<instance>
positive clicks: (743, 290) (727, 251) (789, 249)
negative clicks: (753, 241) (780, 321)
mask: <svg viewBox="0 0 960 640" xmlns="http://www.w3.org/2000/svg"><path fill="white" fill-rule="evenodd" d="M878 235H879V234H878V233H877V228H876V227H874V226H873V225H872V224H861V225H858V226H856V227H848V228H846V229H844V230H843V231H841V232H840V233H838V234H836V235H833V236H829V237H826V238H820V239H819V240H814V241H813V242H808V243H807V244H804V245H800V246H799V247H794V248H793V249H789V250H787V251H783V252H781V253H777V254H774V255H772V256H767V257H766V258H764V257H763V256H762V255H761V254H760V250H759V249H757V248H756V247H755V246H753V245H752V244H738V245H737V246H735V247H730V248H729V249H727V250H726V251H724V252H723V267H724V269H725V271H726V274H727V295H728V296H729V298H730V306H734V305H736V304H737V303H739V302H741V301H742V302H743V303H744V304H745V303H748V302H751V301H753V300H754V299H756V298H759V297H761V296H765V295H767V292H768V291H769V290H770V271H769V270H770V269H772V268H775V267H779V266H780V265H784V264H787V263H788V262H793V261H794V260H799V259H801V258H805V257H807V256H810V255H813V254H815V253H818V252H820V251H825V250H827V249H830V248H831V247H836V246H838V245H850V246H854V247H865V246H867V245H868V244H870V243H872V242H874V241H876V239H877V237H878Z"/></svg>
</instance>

------------------------------

TASK DESCRIPTION:
Now copy each line of the entries that mentions "clicks".

RESULT OF THIS TASK:
positive clicks: (743, 290) (727, 251) (789, 249)
negative clicks: (753, 241) (780, 321)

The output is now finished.